EXERCISE AIM
Write out the lines below word for word, from the line containing "Exercise. Indicate with a point every instance of the patio" to the line containing "x=837, y=431", including both of those lines.

DATASET

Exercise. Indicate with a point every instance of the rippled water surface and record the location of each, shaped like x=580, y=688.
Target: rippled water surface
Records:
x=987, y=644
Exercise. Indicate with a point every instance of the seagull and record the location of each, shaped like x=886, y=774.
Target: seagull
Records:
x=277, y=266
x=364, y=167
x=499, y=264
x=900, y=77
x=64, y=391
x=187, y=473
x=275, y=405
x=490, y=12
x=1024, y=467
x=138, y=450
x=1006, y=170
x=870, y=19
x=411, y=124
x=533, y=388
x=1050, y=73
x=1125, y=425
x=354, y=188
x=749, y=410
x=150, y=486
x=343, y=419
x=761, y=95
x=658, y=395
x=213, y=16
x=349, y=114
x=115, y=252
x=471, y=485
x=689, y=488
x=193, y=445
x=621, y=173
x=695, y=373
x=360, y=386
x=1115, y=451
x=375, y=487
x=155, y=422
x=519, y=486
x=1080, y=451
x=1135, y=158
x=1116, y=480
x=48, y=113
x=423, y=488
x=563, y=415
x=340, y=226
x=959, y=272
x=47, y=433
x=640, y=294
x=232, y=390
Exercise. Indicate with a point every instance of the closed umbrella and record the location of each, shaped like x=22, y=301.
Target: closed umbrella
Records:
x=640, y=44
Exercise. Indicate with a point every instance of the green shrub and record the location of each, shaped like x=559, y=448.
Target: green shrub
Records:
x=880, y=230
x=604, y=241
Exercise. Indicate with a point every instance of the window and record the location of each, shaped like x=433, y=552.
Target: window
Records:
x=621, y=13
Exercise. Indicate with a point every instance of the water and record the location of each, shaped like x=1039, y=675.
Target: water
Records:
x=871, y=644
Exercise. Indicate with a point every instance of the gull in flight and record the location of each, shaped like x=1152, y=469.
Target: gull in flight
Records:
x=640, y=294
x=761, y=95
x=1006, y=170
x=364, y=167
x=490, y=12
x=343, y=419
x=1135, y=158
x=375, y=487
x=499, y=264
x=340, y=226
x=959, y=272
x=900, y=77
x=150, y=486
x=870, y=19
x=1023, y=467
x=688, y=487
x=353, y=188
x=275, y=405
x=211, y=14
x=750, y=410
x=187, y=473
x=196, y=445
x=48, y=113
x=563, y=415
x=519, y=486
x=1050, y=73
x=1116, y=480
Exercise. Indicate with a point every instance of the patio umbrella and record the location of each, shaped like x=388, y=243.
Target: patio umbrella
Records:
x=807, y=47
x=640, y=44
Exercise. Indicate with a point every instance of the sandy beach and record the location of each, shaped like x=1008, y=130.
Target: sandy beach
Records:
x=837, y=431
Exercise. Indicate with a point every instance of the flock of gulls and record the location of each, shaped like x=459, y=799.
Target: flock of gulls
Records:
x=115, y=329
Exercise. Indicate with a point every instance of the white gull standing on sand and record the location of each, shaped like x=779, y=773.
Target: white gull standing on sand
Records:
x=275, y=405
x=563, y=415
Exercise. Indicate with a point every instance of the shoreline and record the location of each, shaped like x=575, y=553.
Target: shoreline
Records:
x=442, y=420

...

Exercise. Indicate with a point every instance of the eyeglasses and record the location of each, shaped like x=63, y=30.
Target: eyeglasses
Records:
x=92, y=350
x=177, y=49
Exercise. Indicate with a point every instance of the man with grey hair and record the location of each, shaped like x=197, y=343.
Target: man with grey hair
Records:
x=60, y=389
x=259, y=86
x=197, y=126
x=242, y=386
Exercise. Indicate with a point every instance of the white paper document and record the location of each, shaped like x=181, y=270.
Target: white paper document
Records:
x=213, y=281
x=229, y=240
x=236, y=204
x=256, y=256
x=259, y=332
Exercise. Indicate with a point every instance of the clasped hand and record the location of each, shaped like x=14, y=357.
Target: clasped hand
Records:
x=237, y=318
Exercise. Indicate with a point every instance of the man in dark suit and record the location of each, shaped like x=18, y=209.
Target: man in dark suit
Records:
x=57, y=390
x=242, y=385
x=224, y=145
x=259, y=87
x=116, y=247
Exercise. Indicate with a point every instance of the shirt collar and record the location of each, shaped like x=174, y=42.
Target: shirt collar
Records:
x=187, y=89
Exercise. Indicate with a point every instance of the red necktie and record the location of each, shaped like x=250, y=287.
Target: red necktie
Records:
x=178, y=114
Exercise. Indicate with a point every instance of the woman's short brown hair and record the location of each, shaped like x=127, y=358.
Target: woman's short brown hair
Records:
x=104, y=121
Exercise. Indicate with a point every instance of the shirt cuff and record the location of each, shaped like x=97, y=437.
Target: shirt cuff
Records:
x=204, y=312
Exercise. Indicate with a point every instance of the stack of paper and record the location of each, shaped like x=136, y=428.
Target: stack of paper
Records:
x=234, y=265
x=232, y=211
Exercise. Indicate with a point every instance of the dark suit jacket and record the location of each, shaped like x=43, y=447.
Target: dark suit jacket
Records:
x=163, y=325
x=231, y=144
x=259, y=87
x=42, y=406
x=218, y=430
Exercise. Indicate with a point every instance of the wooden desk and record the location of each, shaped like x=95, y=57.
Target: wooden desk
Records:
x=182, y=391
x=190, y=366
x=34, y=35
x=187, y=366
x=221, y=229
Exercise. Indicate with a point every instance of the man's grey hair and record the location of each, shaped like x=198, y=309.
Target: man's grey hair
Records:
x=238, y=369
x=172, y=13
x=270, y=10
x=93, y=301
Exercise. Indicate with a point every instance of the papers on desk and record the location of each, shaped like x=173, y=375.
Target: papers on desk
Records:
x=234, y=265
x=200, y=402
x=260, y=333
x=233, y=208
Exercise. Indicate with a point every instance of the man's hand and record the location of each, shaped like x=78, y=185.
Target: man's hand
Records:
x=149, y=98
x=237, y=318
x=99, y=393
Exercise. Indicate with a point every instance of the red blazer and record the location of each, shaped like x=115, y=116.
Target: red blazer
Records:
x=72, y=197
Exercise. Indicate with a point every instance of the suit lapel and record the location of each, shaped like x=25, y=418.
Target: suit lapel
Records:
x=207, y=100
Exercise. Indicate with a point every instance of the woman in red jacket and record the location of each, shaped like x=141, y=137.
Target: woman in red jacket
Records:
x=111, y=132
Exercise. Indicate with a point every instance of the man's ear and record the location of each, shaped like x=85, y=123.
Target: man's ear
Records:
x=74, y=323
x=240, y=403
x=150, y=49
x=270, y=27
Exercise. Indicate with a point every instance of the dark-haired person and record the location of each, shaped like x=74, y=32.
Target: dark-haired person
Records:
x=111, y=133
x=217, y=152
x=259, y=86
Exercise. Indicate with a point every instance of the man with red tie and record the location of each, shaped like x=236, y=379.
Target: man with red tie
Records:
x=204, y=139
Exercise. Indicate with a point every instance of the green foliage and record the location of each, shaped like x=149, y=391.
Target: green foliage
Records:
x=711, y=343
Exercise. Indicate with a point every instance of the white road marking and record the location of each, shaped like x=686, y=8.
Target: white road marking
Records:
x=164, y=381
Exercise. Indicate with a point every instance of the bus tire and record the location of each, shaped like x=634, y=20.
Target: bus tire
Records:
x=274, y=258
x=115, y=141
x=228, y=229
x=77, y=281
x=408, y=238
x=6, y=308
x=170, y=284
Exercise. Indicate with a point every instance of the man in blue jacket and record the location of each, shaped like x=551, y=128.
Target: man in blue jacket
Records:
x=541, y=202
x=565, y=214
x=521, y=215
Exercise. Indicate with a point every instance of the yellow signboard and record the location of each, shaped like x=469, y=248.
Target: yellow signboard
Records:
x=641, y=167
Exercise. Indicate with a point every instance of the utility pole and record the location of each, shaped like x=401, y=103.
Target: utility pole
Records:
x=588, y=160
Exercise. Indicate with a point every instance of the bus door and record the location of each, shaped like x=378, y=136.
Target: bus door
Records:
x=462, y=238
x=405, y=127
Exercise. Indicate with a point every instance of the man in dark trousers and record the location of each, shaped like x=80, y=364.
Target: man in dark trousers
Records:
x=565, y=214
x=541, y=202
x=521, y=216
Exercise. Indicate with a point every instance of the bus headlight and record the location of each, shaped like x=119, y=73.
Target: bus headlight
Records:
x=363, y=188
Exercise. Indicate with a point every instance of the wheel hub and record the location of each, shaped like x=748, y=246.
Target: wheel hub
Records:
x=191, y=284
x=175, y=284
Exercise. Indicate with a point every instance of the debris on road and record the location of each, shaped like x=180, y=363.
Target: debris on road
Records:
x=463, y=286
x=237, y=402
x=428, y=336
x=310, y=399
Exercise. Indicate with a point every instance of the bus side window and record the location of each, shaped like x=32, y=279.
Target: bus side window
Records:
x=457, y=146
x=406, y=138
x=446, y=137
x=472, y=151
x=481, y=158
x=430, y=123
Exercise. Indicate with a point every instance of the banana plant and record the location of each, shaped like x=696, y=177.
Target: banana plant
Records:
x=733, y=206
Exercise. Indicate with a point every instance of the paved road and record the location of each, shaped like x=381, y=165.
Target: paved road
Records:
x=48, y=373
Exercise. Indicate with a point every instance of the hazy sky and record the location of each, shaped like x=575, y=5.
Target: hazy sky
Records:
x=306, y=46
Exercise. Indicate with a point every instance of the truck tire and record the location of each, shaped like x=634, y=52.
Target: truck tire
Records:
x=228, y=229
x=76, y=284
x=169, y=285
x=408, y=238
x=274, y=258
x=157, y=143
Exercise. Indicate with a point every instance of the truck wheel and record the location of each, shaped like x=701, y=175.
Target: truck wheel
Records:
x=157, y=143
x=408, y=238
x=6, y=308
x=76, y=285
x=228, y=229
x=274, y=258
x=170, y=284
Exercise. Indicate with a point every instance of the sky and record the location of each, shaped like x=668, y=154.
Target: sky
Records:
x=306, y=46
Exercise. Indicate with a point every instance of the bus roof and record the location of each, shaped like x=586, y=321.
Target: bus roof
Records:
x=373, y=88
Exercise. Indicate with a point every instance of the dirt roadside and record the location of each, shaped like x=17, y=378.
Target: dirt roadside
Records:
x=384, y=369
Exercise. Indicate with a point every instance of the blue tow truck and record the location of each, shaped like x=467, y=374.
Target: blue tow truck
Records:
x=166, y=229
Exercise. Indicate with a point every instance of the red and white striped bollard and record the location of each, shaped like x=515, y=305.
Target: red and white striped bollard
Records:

ANSWER
Exercise. Indicate with a point every instance of the patio umbrella and record the location of each, shaped like x=388, y=243.
Target: patio umbrella
Records:
x=807, y=47
x=640, y=44
Exercise. Indicate with a point every instance of the sandy beach and record the location of each, shaped like x=1008, y=130.
Target: sandy beach
Records:
x=837, y=431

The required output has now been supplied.